## Objective 1:
Put the records into a Markdown table with the columns "Row" and "Entry", one numbered row per line and blank lines skipped. Begin at the line containing "Segment out puppy's muzzle" and continue through the line containing "[[0, 364, 980, 653]]", including both of those lines and nothing outside them.

I really need a reality check here. I am trying to work on my "compassion and enlightenment" and "radical acceptance" but I want your feed back.
From my perspective, it seems you're putting a great deal of energy into justifying
General definition of compassion: "a feeling of deep sympathy and sorrow for another who is stricken by misfortune, accompanied by a strong desire to alleviate the suffering."
My definition of compassion (which was formed after enduring too many years of difficult relationships with people with PD's) is "wishing that myself and others be free from suffering."
I also believe - very strongly - that before
we can demonstrate compassion for another person, we must first hold compassion for ourselves
. (See the 51% Rule.) Doing so makes coping with the difficult emotions of fear, anger, shame, guilt, loneliness, confusion much easier. It also makes the world around us a better place to live. Self-compassion
involves acting gently towards ourselves when we're having a difficult time, failing at something, or dwelling on something we don’t like about ourselves. Instead of just ignoring our pain with a “stiff upper lip” mentality, we stop to tell ourselves “this is really difficult right now,” how can I comfort and care for myself
in this moment?
Instead of mercilessly judging and criticizing ourselves for various inadequacies or shortcomings, self-compassion
means we are kind and understanding when confronted with personal failings – after all, who ever said we were supposed to be perfect?

## Stored data entries:
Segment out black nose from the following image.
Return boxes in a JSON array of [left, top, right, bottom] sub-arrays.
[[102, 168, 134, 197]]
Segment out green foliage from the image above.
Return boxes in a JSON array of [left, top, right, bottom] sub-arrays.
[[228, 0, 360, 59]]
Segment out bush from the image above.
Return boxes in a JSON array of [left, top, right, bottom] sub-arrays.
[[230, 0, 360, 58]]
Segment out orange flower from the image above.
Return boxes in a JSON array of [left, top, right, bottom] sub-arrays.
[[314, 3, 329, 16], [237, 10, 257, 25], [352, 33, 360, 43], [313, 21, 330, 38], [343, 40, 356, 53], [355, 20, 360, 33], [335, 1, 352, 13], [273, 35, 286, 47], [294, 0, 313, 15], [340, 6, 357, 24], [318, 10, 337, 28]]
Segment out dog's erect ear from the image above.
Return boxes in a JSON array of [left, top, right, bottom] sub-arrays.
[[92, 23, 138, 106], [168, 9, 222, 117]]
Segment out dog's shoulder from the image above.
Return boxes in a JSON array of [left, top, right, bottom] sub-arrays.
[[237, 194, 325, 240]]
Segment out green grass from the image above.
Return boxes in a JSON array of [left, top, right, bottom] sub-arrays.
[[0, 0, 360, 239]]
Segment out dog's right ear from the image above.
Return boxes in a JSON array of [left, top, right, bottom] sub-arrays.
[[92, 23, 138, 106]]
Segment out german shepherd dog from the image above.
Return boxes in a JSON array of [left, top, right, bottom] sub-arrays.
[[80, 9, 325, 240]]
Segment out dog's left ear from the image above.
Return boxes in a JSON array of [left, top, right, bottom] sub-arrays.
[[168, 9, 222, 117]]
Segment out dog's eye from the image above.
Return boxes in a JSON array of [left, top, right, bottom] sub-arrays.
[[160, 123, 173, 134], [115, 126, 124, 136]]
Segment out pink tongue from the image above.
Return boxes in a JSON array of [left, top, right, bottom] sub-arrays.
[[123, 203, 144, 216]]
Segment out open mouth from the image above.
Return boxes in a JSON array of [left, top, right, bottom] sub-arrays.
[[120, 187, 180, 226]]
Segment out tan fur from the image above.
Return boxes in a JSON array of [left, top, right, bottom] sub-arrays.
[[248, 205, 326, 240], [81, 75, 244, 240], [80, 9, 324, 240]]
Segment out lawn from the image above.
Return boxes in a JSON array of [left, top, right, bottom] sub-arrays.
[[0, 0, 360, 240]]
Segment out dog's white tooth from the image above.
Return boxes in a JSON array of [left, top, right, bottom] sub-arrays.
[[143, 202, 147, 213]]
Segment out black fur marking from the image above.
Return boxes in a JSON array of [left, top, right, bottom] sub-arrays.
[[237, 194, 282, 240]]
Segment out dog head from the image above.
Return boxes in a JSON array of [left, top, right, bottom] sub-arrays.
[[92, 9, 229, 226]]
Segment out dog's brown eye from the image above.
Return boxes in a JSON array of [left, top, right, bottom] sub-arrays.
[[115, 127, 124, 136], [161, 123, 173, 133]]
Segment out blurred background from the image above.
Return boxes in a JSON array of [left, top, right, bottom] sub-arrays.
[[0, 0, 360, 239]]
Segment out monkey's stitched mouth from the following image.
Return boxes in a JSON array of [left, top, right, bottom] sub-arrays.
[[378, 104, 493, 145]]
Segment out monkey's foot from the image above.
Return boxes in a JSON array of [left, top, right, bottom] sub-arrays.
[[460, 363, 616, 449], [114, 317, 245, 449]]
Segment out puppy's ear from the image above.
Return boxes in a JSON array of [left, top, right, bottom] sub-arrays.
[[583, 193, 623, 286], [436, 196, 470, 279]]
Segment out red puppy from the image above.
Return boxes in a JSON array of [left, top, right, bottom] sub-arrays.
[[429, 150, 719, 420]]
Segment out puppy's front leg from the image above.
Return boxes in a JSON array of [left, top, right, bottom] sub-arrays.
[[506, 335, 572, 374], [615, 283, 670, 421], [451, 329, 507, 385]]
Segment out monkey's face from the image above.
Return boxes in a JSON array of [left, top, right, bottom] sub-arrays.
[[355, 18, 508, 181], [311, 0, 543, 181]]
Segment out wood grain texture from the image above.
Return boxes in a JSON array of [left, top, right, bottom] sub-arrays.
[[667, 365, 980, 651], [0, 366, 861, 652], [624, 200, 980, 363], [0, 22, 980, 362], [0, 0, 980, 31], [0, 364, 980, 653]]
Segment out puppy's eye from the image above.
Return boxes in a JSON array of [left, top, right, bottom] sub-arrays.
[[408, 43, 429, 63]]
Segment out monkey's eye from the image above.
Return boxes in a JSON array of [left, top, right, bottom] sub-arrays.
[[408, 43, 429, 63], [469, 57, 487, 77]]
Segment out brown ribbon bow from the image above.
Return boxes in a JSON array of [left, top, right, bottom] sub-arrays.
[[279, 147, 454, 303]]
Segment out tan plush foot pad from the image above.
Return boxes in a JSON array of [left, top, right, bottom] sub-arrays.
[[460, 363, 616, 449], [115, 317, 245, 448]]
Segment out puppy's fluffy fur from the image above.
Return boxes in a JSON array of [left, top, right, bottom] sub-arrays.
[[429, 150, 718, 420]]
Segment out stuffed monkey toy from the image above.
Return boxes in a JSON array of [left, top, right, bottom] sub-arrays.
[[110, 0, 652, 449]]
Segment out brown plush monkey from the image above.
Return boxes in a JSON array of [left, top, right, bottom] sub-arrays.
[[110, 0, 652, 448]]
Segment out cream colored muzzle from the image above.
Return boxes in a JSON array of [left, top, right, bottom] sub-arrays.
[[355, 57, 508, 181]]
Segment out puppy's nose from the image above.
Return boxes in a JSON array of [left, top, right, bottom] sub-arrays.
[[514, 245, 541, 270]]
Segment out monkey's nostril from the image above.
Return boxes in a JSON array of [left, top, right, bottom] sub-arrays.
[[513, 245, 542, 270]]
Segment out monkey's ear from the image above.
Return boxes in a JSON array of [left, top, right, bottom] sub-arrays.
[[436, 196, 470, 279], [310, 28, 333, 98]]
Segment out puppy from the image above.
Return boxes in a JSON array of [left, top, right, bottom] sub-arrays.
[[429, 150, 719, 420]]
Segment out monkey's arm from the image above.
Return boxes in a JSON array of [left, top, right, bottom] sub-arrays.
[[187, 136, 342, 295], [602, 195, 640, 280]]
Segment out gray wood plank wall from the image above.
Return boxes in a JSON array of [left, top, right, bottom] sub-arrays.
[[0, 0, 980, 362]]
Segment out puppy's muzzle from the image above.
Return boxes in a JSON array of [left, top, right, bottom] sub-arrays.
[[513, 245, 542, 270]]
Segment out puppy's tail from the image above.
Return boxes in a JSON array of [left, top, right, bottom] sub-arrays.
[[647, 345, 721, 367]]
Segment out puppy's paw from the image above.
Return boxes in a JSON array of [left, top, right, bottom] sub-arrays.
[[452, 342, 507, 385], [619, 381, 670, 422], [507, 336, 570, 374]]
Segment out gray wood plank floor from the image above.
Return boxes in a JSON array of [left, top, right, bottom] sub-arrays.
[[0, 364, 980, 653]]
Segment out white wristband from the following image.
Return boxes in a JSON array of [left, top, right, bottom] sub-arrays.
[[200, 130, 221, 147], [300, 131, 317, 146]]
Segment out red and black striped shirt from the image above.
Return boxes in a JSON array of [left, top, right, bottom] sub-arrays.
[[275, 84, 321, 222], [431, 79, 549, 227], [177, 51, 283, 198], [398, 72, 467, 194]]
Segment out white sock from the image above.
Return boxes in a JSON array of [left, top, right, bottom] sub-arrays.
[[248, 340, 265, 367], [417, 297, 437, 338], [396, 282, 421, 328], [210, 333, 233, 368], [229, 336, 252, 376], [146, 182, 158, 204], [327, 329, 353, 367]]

## Objective 2:
Repeat the whole passage on compassion word for word.

## Right answer 1:
| Row | Entry |
|---|---|
| 1 | Segment out puppy's muzzle from the image above. |
| 2 | Return boxes in a JSON array of [left, top, right, bottom] sub-arrays. |
| 3 | [[513, 245, 542, 270]] |
| 4 | Segment out puppy's tail from the image above. |
| 5 | Return boxes in a JSON array of [left, top, right, bottom] sub-arrays. |
| 6 | [[647, 345, 721, 367]] |
| 7 | Segment out puppy's paw from the image above. |
| 8 | Return boxes in a JSON array of [left, top, right, bottom] sub-arrays. |
| 9 | [[452, 342, 507, 385], [619, 381, 670, 422], [507, 336, 570, 374]] |
| 10 | Segment out gray wood plank floor from the image above. |
| 11 | Return boxes in a JSON array of [left, top, right, bottom] sub-arrays. |
| 12 | [[0, 364, 980, 653]] |

## Right answer 2:
I really need a reality check here. I am trying to work on my "compassion and enlightenment" and "radical acceptance" but I want your feed back.
From my perspective, it seems you're putting a great deal of energy into justifying
General definition of compassion: "a feeling of deep sympathy and sorrow for another who is stricken by misfortune, accompanied by a strong desire to alleviate the suffering."
My definition of compassion (which was formed after enduring too many years of difficult relationships with people with PD's) is "wishing that myself and others be free from suffering."
I also believe - very strongly - that before
we can demonstrate compassion for another person, we must first hold compassion for ourselves
. (See the 51% Rule.) Doing so makes coping with the difficult emotions of fear, anger, shame, guilt, loneliness, confusion much easier. It also makes the world around us a better place to live. Self-compassion
involves acting gently towards ourselves when we're having a difficult time, failing at something, or dwelling on something we don’t like about ourselves. Instead of just ignoring our pain with a “stiff upper lip” mentality, we stop to tell ourselves “this is really difficult right now,” how can I comfort and care for myself
in this moment?
Instead of mercilessly judging and criticizing ourselves for various inadequacies or shortcomings, self-compassion
means we are kind and understanding when confronted with personal failings – after all, who ever said we were supposed to be perfect?